YOUR GOAL: Please repeat exactly the lines below from the one containing "Could you point out the curb" down to the one containing "Could you point out the asphalt", both included, and nothing else.

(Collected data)

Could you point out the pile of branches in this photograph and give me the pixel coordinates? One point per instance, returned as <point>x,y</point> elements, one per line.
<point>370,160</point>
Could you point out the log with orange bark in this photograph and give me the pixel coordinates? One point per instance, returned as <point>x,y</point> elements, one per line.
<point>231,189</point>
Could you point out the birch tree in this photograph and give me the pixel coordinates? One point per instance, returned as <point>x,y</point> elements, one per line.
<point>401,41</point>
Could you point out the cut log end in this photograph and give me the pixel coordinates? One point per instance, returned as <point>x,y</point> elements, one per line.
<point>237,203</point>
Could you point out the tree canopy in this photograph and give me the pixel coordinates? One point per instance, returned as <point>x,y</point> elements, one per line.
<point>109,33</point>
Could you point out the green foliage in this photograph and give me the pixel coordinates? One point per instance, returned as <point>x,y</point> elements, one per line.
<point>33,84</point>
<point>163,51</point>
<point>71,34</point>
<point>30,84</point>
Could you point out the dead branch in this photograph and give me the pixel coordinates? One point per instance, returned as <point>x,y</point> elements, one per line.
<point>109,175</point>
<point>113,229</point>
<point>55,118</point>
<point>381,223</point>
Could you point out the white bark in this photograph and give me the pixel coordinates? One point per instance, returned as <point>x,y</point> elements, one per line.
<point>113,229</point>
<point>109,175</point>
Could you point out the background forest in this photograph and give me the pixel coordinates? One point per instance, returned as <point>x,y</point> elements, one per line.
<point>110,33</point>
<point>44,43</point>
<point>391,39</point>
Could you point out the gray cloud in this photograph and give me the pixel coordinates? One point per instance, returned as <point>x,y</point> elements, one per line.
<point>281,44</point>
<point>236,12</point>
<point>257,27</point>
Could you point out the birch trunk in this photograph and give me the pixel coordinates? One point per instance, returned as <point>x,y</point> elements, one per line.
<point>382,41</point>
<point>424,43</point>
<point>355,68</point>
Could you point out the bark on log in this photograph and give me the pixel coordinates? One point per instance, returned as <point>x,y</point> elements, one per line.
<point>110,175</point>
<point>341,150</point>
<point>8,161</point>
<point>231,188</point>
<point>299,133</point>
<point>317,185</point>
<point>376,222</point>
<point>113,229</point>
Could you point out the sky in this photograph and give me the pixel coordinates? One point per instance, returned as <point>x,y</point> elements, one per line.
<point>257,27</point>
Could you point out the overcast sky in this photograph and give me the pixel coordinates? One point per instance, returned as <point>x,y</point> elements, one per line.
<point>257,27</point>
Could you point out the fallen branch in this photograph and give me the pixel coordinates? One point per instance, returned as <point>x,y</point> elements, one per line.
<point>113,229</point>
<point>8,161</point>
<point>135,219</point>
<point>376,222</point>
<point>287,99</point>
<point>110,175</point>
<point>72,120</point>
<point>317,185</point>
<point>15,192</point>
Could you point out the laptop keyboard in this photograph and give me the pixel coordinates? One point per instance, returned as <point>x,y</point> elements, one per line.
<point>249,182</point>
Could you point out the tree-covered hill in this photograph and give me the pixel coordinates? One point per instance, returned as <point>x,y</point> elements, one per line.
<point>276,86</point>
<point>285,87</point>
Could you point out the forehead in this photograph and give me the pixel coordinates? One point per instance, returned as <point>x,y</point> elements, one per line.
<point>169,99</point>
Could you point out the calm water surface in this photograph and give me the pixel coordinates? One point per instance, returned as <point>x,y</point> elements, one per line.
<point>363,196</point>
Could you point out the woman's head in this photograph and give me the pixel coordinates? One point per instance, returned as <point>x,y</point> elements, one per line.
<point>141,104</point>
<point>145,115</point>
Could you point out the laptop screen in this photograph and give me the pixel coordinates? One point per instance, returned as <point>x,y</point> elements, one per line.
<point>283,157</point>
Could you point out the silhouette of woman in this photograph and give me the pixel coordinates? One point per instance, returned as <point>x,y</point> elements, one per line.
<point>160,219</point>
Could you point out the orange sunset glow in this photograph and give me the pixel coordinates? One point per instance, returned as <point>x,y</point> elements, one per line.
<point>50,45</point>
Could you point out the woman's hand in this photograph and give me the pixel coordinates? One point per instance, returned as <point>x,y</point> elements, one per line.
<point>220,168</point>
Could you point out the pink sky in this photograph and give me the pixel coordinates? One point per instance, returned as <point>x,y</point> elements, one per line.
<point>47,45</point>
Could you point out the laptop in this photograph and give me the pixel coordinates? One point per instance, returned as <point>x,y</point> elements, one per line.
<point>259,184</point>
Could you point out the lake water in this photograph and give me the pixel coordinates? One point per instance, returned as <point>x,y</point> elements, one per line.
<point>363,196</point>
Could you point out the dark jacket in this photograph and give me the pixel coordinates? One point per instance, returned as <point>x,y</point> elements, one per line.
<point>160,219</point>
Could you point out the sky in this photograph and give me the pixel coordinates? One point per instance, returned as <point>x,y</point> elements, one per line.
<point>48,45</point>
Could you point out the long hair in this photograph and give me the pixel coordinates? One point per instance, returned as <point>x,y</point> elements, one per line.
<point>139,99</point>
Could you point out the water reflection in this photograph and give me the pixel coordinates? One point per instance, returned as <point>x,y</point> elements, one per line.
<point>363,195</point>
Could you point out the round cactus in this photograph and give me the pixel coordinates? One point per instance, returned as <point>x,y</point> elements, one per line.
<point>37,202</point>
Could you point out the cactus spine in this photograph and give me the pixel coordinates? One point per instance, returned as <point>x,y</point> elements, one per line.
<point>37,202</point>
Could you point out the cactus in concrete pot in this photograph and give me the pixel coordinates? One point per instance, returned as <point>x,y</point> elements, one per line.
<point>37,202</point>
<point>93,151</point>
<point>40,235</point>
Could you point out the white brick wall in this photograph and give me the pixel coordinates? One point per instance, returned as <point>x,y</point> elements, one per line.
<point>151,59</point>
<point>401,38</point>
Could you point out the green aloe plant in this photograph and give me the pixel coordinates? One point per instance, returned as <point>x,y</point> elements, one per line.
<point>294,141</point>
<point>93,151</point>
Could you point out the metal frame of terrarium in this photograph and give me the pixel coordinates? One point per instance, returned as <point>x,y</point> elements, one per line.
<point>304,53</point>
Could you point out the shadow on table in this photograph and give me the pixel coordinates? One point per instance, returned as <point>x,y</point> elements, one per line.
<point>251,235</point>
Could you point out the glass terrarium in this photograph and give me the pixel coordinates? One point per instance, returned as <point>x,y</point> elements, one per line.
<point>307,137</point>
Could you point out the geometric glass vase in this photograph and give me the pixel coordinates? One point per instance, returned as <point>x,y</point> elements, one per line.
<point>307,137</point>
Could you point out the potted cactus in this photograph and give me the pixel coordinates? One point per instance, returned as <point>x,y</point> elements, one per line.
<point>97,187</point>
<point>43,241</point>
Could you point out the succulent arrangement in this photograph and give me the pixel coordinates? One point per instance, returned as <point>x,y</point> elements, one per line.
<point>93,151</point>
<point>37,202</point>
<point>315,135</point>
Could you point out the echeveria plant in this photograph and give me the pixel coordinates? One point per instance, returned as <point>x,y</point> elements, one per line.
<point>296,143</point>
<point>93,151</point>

* * *

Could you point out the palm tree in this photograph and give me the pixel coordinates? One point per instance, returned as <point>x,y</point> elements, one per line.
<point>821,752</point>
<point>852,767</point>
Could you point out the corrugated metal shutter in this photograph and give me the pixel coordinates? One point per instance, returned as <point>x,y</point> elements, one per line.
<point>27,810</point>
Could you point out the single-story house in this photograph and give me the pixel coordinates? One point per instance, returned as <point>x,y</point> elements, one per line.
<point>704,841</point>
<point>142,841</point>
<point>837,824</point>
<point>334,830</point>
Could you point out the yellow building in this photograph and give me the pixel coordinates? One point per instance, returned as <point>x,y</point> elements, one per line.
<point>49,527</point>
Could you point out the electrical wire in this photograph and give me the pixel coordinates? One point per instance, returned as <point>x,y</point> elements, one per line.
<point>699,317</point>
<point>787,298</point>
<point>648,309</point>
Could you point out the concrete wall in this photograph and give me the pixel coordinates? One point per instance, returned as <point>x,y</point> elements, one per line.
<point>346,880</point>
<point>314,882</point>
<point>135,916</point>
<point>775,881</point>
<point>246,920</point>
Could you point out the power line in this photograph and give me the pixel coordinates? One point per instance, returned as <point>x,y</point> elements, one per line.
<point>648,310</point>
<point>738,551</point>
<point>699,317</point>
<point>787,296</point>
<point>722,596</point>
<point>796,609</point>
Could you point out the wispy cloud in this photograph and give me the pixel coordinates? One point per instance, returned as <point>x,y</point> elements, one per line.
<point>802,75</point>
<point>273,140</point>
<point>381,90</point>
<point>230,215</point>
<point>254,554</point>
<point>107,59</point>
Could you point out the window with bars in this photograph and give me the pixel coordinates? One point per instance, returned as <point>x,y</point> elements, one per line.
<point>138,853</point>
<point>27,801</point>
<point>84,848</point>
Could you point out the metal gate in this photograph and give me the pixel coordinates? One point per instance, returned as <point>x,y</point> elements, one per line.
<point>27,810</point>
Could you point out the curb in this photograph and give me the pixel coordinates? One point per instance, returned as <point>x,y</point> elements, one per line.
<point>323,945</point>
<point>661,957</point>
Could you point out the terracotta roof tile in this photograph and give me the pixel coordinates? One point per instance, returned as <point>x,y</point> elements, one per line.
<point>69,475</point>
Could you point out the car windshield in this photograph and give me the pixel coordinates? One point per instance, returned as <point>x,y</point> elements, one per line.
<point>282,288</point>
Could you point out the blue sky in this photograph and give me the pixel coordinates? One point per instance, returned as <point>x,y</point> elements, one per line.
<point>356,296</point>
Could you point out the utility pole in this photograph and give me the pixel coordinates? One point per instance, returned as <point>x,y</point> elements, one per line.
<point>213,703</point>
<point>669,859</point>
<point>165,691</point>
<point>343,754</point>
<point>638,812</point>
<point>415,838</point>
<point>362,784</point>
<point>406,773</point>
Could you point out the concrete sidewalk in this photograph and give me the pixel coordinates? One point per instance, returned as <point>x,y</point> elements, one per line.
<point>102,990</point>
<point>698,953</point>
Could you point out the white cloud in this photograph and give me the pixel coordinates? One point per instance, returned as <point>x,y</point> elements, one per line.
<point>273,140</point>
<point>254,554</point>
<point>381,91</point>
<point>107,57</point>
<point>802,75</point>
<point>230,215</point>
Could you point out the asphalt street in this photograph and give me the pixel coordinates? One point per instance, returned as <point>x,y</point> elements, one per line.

* * *

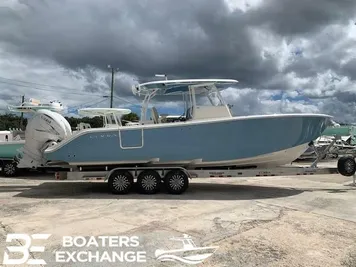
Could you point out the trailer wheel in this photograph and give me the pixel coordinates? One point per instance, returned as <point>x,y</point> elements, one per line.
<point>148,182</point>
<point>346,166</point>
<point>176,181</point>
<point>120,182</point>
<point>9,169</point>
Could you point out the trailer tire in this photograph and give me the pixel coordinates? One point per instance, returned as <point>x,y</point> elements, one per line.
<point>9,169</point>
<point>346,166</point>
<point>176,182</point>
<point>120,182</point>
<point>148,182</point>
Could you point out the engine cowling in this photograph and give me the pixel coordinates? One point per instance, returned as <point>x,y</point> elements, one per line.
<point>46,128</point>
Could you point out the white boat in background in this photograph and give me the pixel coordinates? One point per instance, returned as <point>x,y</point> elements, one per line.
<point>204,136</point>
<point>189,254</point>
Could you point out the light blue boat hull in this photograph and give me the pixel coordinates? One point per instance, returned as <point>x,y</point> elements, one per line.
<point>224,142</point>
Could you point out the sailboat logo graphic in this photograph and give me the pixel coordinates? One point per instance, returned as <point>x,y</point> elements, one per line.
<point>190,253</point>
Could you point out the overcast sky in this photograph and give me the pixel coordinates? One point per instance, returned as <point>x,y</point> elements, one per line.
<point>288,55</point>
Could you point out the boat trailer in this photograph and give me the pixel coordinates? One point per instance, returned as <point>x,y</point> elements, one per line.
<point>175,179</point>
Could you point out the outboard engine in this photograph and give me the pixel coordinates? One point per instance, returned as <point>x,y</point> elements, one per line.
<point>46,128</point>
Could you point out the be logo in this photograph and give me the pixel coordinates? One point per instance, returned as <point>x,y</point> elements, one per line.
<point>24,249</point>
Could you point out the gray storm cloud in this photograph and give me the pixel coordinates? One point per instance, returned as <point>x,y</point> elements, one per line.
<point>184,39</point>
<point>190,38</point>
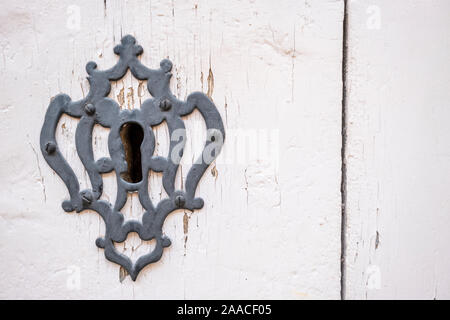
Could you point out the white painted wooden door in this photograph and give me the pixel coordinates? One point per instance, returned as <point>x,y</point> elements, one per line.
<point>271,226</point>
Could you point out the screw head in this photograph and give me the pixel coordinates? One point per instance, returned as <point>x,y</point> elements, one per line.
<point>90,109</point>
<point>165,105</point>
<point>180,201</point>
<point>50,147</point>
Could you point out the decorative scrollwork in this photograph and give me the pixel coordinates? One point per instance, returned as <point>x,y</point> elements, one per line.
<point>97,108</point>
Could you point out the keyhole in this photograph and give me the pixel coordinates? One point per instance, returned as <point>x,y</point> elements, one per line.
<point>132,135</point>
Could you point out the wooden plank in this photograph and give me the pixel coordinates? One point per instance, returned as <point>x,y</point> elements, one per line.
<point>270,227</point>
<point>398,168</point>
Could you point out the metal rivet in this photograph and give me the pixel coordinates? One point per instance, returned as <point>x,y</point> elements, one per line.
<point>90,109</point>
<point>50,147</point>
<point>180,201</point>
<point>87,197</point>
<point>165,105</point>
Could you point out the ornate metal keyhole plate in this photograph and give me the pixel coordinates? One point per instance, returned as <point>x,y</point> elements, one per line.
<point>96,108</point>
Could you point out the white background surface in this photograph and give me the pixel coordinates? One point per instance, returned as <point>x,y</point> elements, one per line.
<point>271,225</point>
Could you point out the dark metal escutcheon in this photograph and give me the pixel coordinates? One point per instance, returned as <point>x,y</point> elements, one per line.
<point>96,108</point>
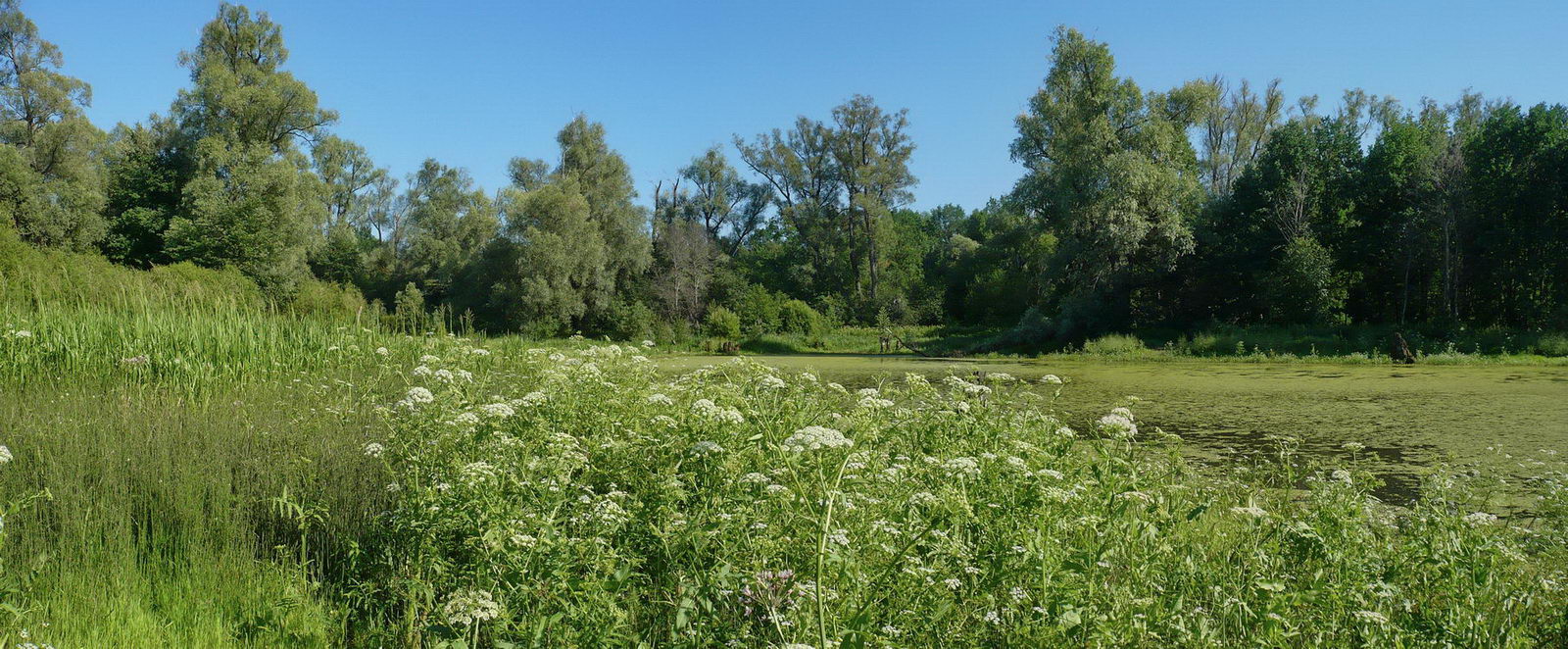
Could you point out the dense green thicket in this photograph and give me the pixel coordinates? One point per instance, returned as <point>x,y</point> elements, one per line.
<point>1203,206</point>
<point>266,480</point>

WRITTEN SOLUTION:
Could you point out the curb in this photograph and give me the pixel coordinates? One point per instance, returned as <point>x,y</point> elements, one per line.
<point>323,945</point>
<point>661,957</point>
Could you point out the terracotta roof tile in this photograph and give me the pixel coordinates? One point per instance, returned as <point>x,y</point> elements, one per line.
<point>69,475</point>
Could you point out the car windshield in this photograph and give me the pixel coordinates? One point per instance, returned as <point>x,y</point> elements, one per line.
<point>282,288</point>
Could you point out the blue sky in this photograph and give me the pixel coordinates? One point per instance, returned as <point>x,y</point> elements, one per line.
<point>356,296</point>
Could you point out the utility pole in this photograph and give me the pixel coordinates? One point per instance, returned as <point>x,y</point> elements, one per line.
<point>213,703</point>
<point>669,859</point>
<point>165,691</point>
<point>343,754</point>
<point>638,812</point>
<point>415,838</point>
<point>362,784</point>
<point>406,773</point>
Could you point out the concrete sidewalk in this photograph and give me the pixel coordinates? One point per instance, returned as <point>x,y</point> elements, one per line.
<point>102,990</point>
<point>698,953</point>
Could you point out the white cloud in this photograph and give me the pixel coordinates? One point per instance, returned as <point>x,y</point> elements, one per line.
<point>273,140</point>
<point>254,554</point>
<point>381,91</point>
<point>107,57</point>
<point>802,75</point>
<point>230,215</point>
Could you point out the asphalt street in this photograph and give me the pixel coordinates? One point per instance, returned as <point>x,y</point> elements, one per line.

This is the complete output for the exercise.